I came up with something to parse some mbox-format email files out of boredom. The final step, coming later, is taking the data and making a line graph out of it. I’m sure it can be done a lot better, but at any rate, may I present the beginnings of mail-graph.py

import mailbox
import sys
import os

months = {'Jan': '01', 'Feb': '02', 'Mar': '03',
		  'Apr': '04', 'May': '05', 'Jun': '06',
          'Jul': '07', 'Aug': '08', 'Sep': '09',
		  'Oct': '10', 'Nov': '11', 'Dec': '12'}
emails = {}
total = 0

def accumulate_counts(email):
	for message in email:
		date = message['date']
		split_date = date.split()
		day = split_date[1]
		month = split_date[2]
		year = split_date[3]
		monthnum = months.get(month, 0)

**Requirements**.
1: Name every module that the mail-graph.py code above imports.
2: In the mail-graph.py post, what does the writer say the final step will be?

**Raw data**.
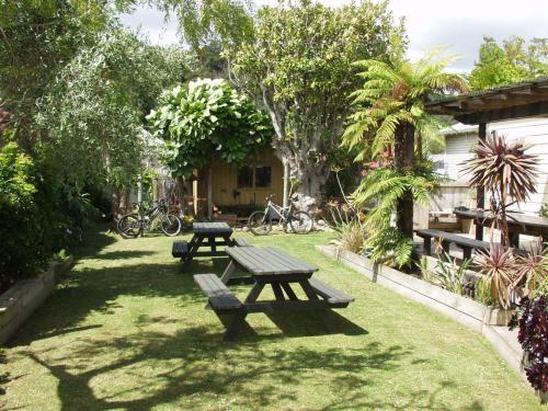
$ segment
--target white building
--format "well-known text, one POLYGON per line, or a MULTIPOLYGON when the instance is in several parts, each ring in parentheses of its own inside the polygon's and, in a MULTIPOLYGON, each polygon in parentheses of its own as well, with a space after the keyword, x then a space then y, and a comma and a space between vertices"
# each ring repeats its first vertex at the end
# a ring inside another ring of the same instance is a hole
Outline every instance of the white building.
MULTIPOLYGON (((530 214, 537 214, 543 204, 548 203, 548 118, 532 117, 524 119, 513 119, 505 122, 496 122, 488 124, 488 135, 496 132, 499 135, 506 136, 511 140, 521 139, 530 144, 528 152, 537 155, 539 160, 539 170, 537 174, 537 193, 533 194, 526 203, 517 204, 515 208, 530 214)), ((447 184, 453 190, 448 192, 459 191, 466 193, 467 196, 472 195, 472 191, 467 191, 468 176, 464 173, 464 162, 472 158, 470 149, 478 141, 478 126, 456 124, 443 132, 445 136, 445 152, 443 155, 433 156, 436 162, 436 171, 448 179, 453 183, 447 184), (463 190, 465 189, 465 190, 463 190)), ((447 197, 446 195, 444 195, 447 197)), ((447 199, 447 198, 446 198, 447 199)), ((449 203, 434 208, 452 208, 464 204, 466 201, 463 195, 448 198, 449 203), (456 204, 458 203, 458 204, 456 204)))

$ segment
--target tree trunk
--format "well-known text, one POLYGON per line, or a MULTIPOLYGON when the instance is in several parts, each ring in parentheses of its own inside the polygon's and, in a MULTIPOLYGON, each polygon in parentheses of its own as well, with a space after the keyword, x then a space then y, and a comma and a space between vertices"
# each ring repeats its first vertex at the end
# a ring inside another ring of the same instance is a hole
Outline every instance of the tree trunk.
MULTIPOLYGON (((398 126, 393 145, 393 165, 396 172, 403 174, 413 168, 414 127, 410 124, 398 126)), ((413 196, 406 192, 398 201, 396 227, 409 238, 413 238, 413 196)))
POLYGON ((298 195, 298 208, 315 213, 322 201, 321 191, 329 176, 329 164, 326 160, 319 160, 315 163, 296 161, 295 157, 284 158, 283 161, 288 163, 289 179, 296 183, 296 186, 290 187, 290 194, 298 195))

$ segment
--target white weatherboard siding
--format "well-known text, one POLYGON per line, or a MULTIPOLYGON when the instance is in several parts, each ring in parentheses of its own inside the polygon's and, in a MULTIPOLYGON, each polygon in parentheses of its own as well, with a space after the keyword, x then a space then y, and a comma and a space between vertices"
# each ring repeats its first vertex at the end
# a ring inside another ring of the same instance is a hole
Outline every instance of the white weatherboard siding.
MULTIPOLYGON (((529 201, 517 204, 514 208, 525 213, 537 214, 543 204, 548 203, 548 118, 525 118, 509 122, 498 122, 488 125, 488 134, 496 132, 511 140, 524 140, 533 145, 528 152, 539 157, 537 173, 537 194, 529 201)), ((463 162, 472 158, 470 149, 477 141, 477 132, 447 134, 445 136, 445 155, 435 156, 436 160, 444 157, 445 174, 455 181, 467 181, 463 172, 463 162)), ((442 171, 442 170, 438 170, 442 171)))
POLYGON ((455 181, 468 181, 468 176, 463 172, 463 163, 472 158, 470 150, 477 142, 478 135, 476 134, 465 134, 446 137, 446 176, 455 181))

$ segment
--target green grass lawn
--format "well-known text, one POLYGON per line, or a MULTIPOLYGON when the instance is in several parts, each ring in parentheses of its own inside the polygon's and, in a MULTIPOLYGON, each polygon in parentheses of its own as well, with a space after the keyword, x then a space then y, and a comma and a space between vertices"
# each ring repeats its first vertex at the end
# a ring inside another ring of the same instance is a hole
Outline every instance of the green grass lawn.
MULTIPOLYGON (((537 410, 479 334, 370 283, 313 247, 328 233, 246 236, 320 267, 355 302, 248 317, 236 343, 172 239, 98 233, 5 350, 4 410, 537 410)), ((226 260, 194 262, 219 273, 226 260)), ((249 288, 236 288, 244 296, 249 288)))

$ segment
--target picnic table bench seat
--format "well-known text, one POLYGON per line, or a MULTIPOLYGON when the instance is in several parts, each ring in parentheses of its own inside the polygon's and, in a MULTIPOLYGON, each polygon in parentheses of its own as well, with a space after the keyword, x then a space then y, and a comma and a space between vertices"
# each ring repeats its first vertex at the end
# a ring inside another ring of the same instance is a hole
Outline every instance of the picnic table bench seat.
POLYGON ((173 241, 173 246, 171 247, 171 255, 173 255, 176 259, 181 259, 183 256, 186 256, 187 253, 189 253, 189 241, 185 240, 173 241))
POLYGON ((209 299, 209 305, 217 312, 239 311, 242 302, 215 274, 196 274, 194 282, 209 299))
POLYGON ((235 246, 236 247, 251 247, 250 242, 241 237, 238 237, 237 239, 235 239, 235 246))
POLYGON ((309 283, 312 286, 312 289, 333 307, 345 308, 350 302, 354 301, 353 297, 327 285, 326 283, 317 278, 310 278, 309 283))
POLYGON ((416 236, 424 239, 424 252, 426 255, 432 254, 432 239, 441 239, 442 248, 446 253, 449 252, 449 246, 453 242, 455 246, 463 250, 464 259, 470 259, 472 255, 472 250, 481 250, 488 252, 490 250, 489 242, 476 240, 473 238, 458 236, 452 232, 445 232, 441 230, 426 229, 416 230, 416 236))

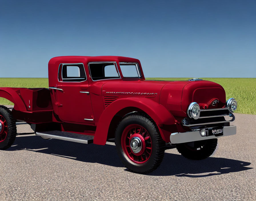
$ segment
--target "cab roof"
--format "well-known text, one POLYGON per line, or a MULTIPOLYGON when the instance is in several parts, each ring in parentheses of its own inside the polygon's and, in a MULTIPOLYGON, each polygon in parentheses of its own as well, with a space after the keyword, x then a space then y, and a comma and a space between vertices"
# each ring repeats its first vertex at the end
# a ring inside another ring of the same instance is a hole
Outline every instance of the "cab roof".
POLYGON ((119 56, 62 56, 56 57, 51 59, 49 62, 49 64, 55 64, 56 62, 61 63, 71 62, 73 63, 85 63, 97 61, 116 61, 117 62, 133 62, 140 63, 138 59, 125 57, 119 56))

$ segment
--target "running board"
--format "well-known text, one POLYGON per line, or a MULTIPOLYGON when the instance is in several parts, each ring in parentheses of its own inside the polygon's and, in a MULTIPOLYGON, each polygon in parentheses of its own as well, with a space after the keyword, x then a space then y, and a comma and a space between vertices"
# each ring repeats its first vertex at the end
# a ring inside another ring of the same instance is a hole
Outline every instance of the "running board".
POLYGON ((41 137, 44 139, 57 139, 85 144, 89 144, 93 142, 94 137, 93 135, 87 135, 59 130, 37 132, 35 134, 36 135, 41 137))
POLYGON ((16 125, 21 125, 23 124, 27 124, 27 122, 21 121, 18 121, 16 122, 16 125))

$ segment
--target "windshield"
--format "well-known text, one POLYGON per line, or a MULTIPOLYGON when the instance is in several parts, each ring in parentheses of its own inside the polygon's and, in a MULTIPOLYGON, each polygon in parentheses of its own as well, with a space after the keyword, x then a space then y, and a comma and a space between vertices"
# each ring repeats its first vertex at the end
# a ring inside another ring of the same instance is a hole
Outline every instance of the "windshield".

...

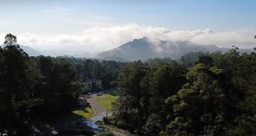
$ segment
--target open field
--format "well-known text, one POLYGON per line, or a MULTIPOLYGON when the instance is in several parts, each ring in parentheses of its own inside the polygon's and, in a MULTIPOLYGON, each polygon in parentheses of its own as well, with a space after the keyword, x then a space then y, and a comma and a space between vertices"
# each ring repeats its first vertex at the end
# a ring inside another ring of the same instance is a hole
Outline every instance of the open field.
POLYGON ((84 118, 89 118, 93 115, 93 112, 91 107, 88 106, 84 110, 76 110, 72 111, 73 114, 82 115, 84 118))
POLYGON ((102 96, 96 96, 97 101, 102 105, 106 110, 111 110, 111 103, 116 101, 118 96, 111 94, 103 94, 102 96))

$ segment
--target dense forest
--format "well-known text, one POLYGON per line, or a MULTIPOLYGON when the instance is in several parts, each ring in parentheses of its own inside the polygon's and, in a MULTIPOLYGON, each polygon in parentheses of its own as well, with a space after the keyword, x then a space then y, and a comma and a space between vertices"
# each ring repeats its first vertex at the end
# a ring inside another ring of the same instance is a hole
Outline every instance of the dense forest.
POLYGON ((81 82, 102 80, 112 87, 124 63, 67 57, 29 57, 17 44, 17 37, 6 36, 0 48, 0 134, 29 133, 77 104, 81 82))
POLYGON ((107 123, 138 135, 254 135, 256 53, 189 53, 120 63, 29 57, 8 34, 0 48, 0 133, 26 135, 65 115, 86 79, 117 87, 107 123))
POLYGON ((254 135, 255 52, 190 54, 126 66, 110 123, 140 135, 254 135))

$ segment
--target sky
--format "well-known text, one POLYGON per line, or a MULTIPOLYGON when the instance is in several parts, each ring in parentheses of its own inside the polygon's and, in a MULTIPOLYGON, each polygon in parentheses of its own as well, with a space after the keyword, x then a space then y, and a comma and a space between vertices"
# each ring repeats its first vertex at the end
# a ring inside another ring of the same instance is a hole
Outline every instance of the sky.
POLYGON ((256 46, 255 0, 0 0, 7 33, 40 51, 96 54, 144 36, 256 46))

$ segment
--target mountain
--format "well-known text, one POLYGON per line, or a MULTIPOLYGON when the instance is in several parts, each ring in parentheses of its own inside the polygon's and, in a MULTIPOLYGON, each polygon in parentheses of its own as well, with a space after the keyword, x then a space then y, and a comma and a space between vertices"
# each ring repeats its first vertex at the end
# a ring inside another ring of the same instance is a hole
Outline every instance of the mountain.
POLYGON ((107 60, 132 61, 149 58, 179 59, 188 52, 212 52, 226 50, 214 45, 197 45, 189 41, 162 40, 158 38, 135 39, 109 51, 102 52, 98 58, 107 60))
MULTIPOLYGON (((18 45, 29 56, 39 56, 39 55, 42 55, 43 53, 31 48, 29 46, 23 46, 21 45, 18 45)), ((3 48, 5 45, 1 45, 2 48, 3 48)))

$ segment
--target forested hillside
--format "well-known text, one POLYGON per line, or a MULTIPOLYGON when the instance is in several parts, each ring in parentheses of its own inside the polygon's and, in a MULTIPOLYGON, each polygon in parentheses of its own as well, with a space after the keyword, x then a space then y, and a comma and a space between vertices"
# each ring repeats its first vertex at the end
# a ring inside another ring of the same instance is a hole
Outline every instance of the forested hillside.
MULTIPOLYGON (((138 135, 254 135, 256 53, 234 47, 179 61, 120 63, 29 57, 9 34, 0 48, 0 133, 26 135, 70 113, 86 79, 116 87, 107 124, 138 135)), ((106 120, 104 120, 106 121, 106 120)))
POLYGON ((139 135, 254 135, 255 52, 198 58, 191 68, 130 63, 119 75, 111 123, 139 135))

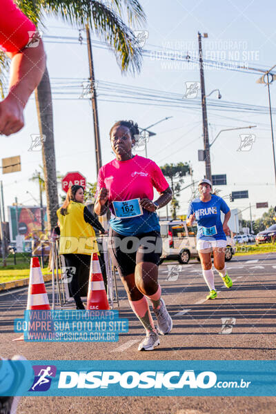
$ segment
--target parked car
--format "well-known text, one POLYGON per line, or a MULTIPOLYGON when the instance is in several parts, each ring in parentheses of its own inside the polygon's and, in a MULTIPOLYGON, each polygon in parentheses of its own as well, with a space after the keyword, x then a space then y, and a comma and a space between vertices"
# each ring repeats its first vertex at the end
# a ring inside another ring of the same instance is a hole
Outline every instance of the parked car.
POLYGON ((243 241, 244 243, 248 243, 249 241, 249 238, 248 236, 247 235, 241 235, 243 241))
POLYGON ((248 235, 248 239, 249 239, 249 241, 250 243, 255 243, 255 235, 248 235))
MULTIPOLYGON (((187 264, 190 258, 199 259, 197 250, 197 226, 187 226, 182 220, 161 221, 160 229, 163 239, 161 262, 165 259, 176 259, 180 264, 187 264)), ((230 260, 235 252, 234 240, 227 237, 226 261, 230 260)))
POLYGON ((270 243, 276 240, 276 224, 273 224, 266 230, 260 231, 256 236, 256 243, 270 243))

**The solutions**.
1: mailbox, sys, os

2: Taking the data and making a line graph out of it.